👉 L’histoire commence en avec trois événements à l’origine de ce cocktail bizarre. D’abord, la guerre du Golfe et la récession de 1993, qui font basculer la Sécurité sociale dans le rouge – une première. Ensuite, une crise financière qui débouche sur la mode de la « bad bank » où on cantonne les dettes. Enfin, la création d’un impôt efficace en 1991, la CSG, sur lequel sera calquée la CRDS.
👉 S’il est normal qu’un Etat emprunte pour préparer l’avenir, il est aberrant qu’une assurance sociale accumule de la dette. C’est pour cette raison que les technocrates de l’époque imaginent une mécanique pour dissoudre cette aberration. Une caisse est créée pour héberger 45 milliards d’euros de dette sociale. Elle remboursera avec l’argent venant d’un impôt de 0,5 % sur les revenus, calqué sur la CSG : la CRDS. Un impôt qui apparaît sur la fiche de paie : il faut que ce soit douloureux pour ne plus recommencer. Enfin, la caisse doit fermer ses portes en 2009.
👉 Las ! La récession n’était pas exceptionnelle. La bulle Internet éclate en 2000, une violente crise financière secoue la planète en 2008, l’épidémie de Covid met l’économie à l’arrêt en 2020. A chaque fois, le Gouvernement et le Parlement font sauter les puissants verrous qui protégeaient la caisse pour y remettre de la dette.

## QUESTIONS
(a) D'après le texte sur la dette sociale, en quelle année la caisse créée pour héberger cette dette devait-elle fermer ses portes ?
(b) Poursuivez le texte sur la dette sociale à la suite de sa dernière phrase.

## DOCUMENTS FOURNIS
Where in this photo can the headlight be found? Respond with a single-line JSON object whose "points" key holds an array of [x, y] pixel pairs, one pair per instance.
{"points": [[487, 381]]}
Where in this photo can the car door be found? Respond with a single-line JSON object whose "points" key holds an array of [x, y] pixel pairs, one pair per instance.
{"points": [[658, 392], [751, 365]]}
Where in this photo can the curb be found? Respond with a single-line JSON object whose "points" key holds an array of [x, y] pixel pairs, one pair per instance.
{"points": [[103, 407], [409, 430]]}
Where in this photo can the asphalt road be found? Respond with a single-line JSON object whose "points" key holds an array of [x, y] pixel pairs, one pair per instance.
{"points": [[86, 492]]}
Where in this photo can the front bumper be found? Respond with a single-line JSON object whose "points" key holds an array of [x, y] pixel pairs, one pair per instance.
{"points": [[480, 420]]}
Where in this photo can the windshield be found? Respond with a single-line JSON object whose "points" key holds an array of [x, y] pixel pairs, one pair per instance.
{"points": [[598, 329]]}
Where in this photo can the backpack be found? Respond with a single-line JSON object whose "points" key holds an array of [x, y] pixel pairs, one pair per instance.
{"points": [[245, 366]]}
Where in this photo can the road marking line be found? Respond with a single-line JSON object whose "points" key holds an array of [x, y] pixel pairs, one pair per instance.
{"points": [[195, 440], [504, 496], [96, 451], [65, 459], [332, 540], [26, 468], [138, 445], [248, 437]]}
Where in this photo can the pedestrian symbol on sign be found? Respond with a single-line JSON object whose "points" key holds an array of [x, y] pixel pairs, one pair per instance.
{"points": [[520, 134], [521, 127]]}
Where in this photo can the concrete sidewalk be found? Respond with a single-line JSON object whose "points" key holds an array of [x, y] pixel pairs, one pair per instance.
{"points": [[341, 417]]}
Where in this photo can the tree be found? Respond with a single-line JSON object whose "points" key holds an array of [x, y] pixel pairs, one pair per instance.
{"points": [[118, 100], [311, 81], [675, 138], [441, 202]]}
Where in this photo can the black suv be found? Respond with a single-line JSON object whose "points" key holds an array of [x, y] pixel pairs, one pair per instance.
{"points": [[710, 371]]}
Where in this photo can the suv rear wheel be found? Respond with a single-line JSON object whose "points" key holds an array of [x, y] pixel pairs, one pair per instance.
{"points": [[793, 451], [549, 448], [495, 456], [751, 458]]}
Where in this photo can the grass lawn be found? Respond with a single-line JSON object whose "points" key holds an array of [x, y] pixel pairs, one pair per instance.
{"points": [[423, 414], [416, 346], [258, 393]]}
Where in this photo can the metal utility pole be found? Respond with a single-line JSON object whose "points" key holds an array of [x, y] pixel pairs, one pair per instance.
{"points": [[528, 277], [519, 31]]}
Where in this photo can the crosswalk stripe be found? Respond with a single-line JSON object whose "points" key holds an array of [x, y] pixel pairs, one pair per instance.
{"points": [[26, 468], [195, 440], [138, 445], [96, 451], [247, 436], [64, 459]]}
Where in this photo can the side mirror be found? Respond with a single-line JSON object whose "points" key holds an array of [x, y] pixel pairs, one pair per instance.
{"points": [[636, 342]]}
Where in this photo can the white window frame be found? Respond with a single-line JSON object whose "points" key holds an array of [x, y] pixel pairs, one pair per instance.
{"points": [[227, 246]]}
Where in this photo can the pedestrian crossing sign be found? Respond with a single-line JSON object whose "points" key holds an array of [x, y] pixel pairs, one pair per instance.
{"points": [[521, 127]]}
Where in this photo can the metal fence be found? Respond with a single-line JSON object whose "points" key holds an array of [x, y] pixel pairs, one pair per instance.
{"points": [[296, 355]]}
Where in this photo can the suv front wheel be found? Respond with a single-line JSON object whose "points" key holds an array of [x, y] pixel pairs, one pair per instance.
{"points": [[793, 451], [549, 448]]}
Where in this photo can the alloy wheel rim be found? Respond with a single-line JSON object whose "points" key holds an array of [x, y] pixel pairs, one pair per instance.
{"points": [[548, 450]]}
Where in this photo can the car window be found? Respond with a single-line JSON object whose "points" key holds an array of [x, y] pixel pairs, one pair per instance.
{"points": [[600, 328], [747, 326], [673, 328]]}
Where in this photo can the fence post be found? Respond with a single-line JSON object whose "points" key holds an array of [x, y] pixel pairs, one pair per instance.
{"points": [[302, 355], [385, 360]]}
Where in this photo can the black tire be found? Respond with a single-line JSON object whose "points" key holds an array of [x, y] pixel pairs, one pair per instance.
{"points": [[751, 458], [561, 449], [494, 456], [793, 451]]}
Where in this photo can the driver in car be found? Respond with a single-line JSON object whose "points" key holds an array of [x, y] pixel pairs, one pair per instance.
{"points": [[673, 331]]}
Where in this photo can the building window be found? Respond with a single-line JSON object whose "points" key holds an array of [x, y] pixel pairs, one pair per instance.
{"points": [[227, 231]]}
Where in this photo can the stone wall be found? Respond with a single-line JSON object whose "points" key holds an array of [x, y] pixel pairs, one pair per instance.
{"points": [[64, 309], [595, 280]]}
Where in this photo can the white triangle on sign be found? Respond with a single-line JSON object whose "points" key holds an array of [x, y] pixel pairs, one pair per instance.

## RÉPONSES ATTENDUES
(a) En 2009.

(b)
👉 Depuis 1996, la Cades a été « rechargée » six fois. Son extinction a été repoussée à 2014 dès 1998, puis en 2025 après la crise financière de 2008, puis en 2033 lors de l’épisode Covid. Les parlementaires ont complété ses ressources à la façon des Shadoks. Avec une part de la CSG qui, du coup, manque à la Sécu. Et une part du Fonds de réserve des retraites. « On a inventé la capitalisation qui finance le passé », ironise Nicolas Dufourcq. Aujourd’hui, la Cades a… 145 milliards à rembourser (chiffre à mi-2025), trois fois plus qu’à sa création. Certains la comparent à l’alcoolique incapable de renoncer à un autre verre, d’autres à Sisyphe remontant inlassablement son rocher. C’est sûr tout le signe du manque de courage et des errements de notre système social.
👉 Depuis le Covid, le système est encore plus délirant. Car un gros déficit de la Sécu s’incruste, autour de 20 milliards d’euros par an. La faute au vieillissement de la population, à la hausse des dépenses (« Ségur de la santé » non financé), aux allégements de cotisations voulus par le gouvernement. Il va falloir à nouveau remettre de la dette dans la Cades et la prolonger.
👉 En attendant, les dettes s’accumulent à l’Acoss, qui gère la trésorerie de la Sécu. Le Parlement est obligé chaque année de remonter son plafond d’emprunt – 65 milliards en 2025, 89 milliards prévus en 2026, pour éviter la rupture de paiement. L’Acoss n’ayant pas le droit d’emprunter à plus de deux ans, elle risque de ne pas trouver d’argent à lever en cas de tensions sur les marchés. Pointé à plusieurs reprises par la Cour des comptes, ce risque de liquidité pourrait déboucher sur un « shutdown social », qui a failli se concrétiser en avril 2020.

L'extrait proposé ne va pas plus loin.